[Information provided — start]

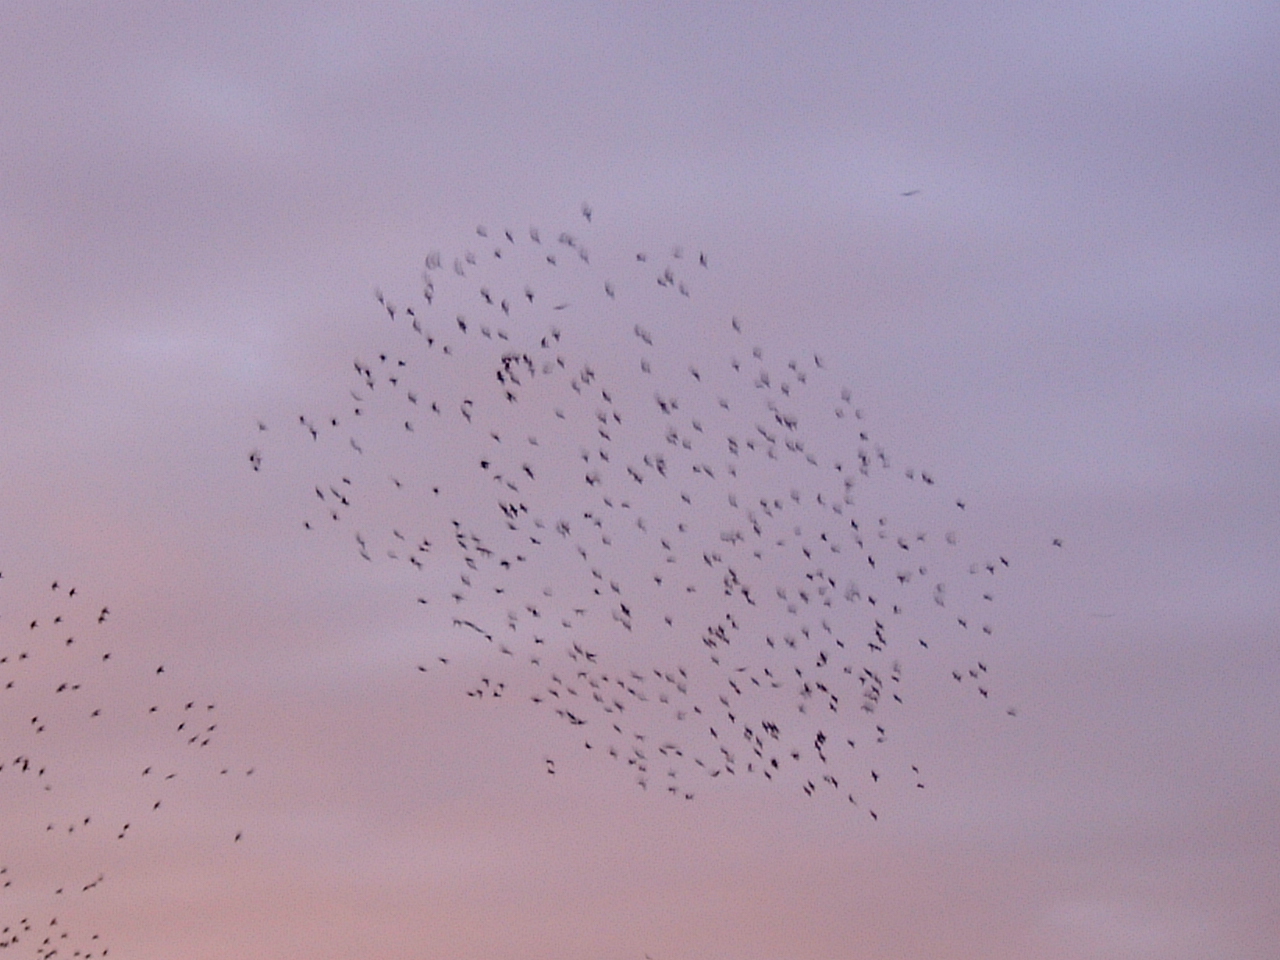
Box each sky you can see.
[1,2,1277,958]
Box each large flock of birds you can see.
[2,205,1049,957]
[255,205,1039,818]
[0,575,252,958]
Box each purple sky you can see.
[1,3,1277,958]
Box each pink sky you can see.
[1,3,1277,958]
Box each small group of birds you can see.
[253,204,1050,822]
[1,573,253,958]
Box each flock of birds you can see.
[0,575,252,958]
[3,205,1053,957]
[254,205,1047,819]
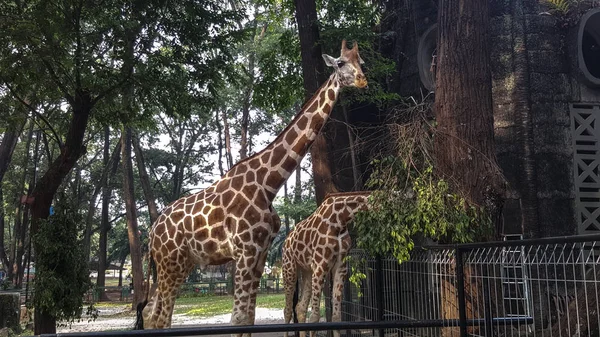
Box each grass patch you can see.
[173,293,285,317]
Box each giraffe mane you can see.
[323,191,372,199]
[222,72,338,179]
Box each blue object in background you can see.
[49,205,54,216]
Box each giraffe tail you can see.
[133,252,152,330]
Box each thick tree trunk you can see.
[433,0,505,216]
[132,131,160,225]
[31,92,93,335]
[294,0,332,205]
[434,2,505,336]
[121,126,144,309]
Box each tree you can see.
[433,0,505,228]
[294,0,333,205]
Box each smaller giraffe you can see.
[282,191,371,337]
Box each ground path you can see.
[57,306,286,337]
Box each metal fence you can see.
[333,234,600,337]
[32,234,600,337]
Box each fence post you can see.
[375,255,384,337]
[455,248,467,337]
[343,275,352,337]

[Information provided — finish]

● **Task objective**
With the pictures left out, copy exactly the lines from the one containing "Box each small group of birds you can see." through the last line of the data.

● **Final answer**
Box each small group of birds you can see.
[253,204,1050,822]
[1,573,253,958]
Box each flock of birds you can see.
[0,575,252,958]
[3,205,1053,957]
[254,205,1047,819]
Box each grass patch you can see.
[173,293,285,317]
Box each giraffe mane you can see.
[323,191,372,199]
[222,72,338,179]
Box each blue object in background you can see.
[49,205,54,216]
Box each giraffe tail you can see.
[133,252,152,330]
Box each thick tree trunk you can see.
[433,0,505,216]
[132,131,160,225]
[31,92,93,335]
[294,0,332,205]
[434,2,505,336]
[121,126,144,309]
Box each tree you can see.
[433,0,505,228]
[294,0,333,205]
Box each smaller giraffe you can see.
[282,191,371,337]
Box each ground path you can see.
[57,306,286,337]
Box each metal fence you can see.
[333,234,600,337]
[32,234,600,337]
Box each fence post you can see.
[375,255,384,337]
[455,248,467,337]
[343,275,352,337]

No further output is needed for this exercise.